• Document passage:
● ● ● ●
App-y Birthday! How 5 years of the App Store has changed software forever
It has been five years since Apple opened its App Store, a corner of iTunes dedicated to small applications destined for use on its then new smartphone. No, it wasn’t the first of its type, just as the iPhone wasn’t the first smartphone, but of all its peers, its creation brought about some of the biggest changes the mobile industry has seen, something even the most ardent Apple-hater will be forced to admit. We’ll go one step further and say not only has Apple’s store changed the mobile industry, but it has also changed the way we shop for software, the way we spend our free time, and even the gadgets we buy in the first place.
To say the App Store has been a success is an understatement.
The iTunes App Store made its debut alongside iPhone OS 2.0 and iTunes 7.7, and coincided with the release of the iPhone 3G, back on July 11 2008. There were 500 apps ready to download when the store opened for business, with more than 120 available for free. It took two months for that figure to grow to 3,000, and for the store to reach its first major milestone – 100 million global downloads. To many, it was their first exposure to downloadable applications, particularly on a phone.
It was a good thing too, as before the App Store’s arrival, downloading anything to a phone was an often frustrating experience. Circa 2004, for example, networks offered downloads; but as you had to use a WAP browser and a GPRS data connection, you needed to set aside a considerable amount of time, and remove anything easily breakable from the room before starting. Around the same time, stores such as GetJar and Handango were emerging, and while easier to use and more extensively stocked than network stores, were still not for the masses.
The smartphone revolution comes, built on the strength of an app store
Following the launch of the iTunes App Store, the bandwagon proved to have plenty of room, as it was joined by the Android Market and BlackBerry App World in 2008, then Nokia’s Ovi Store and Windows Marketplace in 2009. The latter became the Windows Phone Store in 2010. For sometime, the App Store’s closest rival was Nokia’s Ovi Store, until Symbian phones started to lose their appeal, and Android began its quest to dominate pockets all over the world.
We’re probably all familiar with how the App Store has performed since those early days, as Apple is always keen to let us know the latest numbers during its events. At last count there were 900,000 apps inside, 50 billion had been downloaded since the store opened, $10 billion had been paid out to developers (a figure Apple claims is three times the amount of all other platforms combined), and there are 575 million credit card-enabled iTunes accounts. To say the App Store has been a success is an understatement.
Thanks to all these facts and figures, it’s easy to chart the App Store’s rise to power, but what about its impact on stores, phones and our lives?
The app store killed boxed software
Remember how you would get new software onto your computer? It was on some kind of disc, no matter whether it measured 5.25-inches, 3.5-inches, or was shiny and circular; you still needed to stick something in a drive to install it. Now, not so much, and it’s in part because of the application store’s continued success. While the transition from boxed to downloadable files has been made possible by faster data speeds and Wi-Fi, the speed of its acceptance is primarily down to app stores on our phones. Phone applications have never been sold on physical media, so if you wanted to play Angry Birds, or Shazam a song playing in your local coffee shop, you had to visit a virtual store and tap a few buttons.
● ● ● ●
• Data block:

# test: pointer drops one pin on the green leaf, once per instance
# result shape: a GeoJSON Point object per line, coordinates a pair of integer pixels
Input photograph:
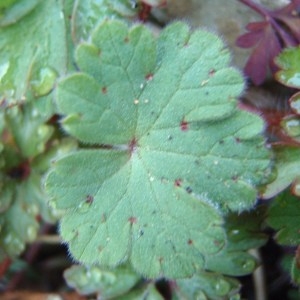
● ● ● ●
• What this exercise asks:
A. Decide whether each statement agrees with the App Store article, answering yes or no and quoting the words that settle it: (i) The store opened with 500 apps, more than 120 of them free. (ii) BlackBerry App World launched in 2009. (iii) The store hit 100 million global downloads within two months of opening.
B. Please write the next part of the App Store article, starting after its final sentence.
The listing is separate material from the App Store article.

• Expected outputs:
A.
(i) Yes: "There were 500 apps ready to download when the store opened for business, with more than 120 available for free."
(ii) No: "it was joined by the Android Market and BlackBerry App World in 2008"
(iii) Yes: "It took two months for that figure to grow to 3,000, and for the store to reach its first major milestone – 100 million global downloads."

B.
Our familiarity with this process allowed companies to quickly introduce their own app stores, regardless of whether they operated on a phone or not, safe in the knowledge a high percentage of its customers would be comfortable buying software from their devices, instead of from an actual shop. Physical media as a delivery system for software is now almost dead, so much so that many machines don’t come with an optical drive, and companies such as Adobe and Apple have stopped releasing boxed versions of some products entirely. It’s a change undoubtedly facilitated by the success of the smartphone and the app store.
Imagine buying a smartphone without access to an app store
It’s simple, you wouldn’t do so, because a modern smartphone without an app store is like the same phone without data connectivity, or as we would have once called it – a feature phone. Except these days, even feature phones come with pre-installed apps and a store through which more can be downloaded. Phones, apps, and virtual stores are now all inextricably linked together.
… ask any smartphone owner whether they could live without apps and an app store, and the answer will almost certainly be no.
It’s for good reason too, as the amount of applications available, the functions they perform, and the potential for developers to achieve considerable success is mind-boggling. Their existence makes our phones unique, as the chances of seeing another iPhone, Android or Windows Phone with exactly the same apps placed on the home screen are slim, while certain social networking platforms owe their success to being easily available on smartphones.
From Rovio to Instagram, I Am Rich to iBoobs, and Tiny Wings to Doodle Jump, these are all names with which we would be unfamiliar without the App Store, and in the case of four out of those six examples, our lives would be less enjoyable because of it. Of course, we’d also be unfamiliar with fart apps, Fat Booth, Pocket Heat, and Apple Maps, which wouldn’t be so bad. The point is, if you own a smartphone, then we’re willing to bet a sizable chunk of your everyday digital life is conducted on it, something only possible because of the app store.
Not everything to come out of the App Store is good
We’ve talked about all the good to come from the Apple App Store, but how about some of the bad; surely it’s not – as Apple would have you believe – an utterly flawless utopia without any problems at all? No, of course it’s not. Apple’s walled garden has seen its fair share of controversy, from the PG-13 version of Playboy and hugely expensive in-app purchases, to the infamous Baby Shaker, and apps which have secret functions inside; but perhaps the biggest hardship we all must endure is the continued use of iTunes. A hateful piece of software, particularly if you use it on a Windows machine, it has become more bloated and almost glacially slow over the years. It takes all the joy out of browsing for new apps, and we’re grateful for iOS’s gradual separation from it, thanks to features such as over-the-air downloads and wireless syncing.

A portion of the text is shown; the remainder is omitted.